Set problem »
Repeat word for word everything from the line containing "flower spike in" to the end of the listing, first and last lines included, and only that.

——

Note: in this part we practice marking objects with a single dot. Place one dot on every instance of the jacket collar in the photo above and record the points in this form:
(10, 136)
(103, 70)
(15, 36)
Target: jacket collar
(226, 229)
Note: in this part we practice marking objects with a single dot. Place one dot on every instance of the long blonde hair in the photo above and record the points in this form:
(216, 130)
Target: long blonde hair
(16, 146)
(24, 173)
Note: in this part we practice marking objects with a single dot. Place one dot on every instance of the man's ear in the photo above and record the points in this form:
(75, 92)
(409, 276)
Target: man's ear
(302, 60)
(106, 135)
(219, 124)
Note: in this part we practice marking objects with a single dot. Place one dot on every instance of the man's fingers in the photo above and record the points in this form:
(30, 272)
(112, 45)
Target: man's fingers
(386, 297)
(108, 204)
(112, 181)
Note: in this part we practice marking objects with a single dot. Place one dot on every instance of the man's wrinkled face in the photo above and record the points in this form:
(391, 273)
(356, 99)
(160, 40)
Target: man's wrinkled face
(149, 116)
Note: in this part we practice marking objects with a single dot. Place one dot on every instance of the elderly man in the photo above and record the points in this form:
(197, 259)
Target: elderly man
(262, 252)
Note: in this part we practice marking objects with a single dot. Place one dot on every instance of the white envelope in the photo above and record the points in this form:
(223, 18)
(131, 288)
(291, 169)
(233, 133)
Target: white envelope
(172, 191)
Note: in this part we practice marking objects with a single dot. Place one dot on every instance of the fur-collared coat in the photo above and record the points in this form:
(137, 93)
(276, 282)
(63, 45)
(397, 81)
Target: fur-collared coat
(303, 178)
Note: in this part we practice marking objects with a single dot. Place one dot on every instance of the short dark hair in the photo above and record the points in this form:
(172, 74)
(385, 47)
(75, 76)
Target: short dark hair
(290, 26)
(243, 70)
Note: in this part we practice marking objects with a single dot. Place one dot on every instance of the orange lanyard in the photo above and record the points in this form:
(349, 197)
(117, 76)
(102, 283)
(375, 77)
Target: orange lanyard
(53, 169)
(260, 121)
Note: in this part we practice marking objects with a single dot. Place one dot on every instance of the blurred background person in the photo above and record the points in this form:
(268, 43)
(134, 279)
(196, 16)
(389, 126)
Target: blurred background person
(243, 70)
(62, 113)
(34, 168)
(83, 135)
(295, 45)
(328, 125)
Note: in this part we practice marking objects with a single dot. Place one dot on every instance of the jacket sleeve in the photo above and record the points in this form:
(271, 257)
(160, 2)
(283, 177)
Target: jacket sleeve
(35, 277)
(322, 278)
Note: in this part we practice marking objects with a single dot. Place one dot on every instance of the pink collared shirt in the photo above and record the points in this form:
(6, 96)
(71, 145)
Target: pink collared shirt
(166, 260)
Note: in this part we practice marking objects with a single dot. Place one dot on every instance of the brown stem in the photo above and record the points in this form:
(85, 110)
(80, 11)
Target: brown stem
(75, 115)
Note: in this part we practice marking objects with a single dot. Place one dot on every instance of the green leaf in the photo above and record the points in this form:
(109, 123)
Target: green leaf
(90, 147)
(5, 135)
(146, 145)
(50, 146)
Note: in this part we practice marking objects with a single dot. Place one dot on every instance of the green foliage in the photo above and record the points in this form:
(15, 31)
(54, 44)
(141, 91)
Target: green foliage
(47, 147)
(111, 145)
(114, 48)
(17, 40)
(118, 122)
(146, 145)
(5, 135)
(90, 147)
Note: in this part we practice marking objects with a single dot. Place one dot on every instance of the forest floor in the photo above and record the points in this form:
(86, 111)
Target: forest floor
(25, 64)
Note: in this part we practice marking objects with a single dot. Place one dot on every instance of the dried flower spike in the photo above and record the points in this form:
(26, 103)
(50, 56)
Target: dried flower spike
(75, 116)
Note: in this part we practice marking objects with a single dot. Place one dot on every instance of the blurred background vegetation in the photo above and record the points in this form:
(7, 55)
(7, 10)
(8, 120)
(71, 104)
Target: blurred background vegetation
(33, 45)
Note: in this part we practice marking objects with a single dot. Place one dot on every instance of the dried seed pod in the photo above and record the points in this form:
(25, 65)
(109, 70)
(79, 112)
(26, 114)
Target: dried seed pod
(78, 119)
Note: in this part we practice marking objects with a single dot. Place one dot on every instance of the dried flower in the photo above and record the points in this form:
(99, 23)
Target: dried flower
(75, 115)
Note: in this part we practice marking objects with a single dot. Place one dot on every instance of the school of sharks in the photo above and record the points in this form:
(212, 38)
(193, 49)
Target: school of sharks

——

Result for this exercise »
Note: in this part we practice marking objects with a single dot. Place one dot on every instance of the dried flower spike in the photo above and record the points in this form:
(26, 103)
(50, 56)
Target: dried flower spike
(75, 116)
Note: in this part we practice marking objects with a single dot. Place one dot on every instance of the blurred background vegetation in the photo above and record the points in this form:
(7, 55)
(7, 10)
(8, 120)
(71, 104)
Target: blurred background vegetation
(33, 45)
Note: in this part we practice marking objects with a single dot. Place one dot on every instance of the dried seed pod in the photo above and record the points in this form:
(25, 65)
(109, 70)
(79, 112)
(26, 114)
Target: dried seed pod
(78, 119)
Note: in this part we practice marking objects with a single dot. Place one dot on every instance of the dried flower in the photo above and record the points in this form:
(99, 23)
Target: dried flower
(75, 115)
Note: in this part we practice marking objects with a single dot. Place one dot on every instance of the school of sharks in the photo above and record the points in this form:
(212, 38)
(193, 49)
Target: school of sharks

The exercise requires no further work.